Instruction: Pull out each line in the records below that contains the word "hardwood".

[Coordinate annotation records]
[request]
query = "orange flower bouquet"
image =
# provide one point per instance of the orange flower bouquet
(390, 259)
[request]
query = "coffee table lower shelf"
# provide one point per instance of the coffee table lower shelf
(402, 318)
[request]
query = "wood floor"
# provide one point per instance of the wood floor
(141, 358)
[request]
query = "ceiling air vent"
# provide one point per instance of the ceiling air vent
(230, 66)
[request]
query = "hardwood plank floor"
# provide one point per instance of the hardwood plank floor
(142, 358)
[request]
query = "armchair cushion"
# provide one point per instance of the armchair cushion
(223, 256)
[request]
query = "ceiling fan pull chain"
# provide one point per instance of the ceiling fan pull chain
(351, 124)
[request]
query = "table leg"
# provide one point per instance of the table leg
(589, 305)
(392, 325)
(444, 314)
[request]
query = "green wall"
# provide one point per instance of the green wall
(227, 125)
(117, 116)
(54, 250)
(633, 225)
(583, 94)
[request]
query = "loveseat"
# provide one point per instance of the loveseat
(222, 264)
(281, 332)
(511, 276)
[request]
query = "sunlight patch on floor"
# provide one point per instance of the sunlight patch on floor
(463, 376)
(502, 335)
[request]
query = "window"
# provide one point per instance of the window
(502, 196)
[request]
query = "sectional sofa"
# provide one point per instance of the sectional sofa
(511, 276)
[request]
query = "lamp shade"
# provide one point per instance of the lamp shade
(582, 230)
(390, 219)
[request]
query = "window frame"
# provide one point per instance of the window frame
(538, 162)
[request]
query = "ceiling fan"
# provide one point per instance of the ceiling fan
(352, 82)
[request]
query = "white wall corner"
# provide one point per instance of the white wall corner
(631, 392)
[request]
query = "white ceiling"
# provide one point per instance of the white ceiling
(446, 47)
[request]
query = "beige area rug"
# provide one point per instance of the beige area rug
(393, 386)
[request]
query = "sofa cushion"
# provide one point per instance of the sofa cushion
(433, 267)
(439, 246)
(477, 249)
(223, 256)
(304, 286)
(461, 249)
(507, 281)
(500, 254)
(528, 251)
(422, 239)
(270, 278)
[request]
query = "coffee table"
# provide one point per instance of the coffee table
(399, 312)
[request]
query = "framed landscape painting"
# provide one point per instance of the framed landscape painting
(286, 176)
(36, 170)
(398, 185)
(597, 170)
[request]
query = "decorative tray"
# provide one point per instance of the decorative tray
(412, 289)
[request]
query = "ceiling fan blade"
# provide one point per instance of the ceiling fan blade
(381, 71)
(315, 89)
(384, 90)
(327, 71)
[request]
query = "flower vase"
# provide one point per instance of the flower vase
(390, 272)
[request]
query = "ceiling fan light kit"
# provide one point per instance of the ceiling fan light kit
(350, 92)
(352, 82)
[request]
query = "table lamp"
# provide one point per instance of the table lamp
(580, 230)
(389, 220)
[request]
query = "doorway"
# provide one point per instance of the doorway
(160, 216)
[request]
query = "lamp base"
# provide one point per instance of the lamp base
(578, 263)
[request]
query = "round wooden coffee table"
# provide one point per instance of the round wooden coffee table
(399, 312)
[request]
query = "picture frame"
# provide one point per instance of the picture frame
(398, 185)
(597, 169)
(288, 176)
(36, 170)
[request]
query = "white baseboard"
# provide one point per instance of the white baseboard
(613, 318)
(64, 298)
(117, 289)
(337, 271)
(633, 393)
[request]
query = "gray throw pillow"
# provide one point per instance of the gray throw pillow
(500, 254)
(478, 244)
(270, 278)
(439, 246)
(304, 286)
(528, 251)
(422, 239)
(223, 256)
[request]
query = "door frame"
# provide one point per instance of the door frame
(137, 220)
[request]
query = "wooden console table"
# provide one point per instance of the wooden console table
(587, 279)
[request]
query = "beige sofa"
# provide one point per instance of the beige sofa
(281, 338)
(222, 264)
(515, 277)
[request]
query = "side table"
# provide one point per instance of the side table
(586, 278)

...

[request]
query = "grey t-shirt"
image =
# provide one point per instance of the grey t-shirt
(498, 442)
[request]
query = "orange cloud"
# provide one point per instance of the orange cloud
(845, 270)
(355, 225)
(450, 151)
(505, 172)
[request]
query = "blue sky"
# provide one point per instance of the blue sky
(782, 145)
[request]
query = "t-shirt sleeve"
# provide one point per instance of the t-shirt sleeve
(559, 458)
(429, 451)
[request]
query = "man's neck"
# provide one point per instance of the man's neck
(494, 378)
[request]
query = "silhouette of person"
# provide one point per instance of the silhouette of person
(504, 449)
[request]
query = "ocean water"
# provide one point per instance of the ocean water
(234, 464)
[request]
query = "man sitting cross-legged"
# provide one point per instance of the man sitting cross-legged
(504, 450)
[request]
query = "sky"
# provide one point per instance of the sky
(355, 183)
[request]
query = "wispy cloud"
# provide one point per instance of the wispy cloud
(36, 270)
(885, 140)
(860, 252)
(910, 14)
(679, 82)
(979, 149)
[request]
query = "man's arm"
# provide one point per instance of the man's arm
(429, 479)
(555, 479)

Answer in full:
query = "hardwood plank floor"
# provide one point per instance of the hardwood plank floor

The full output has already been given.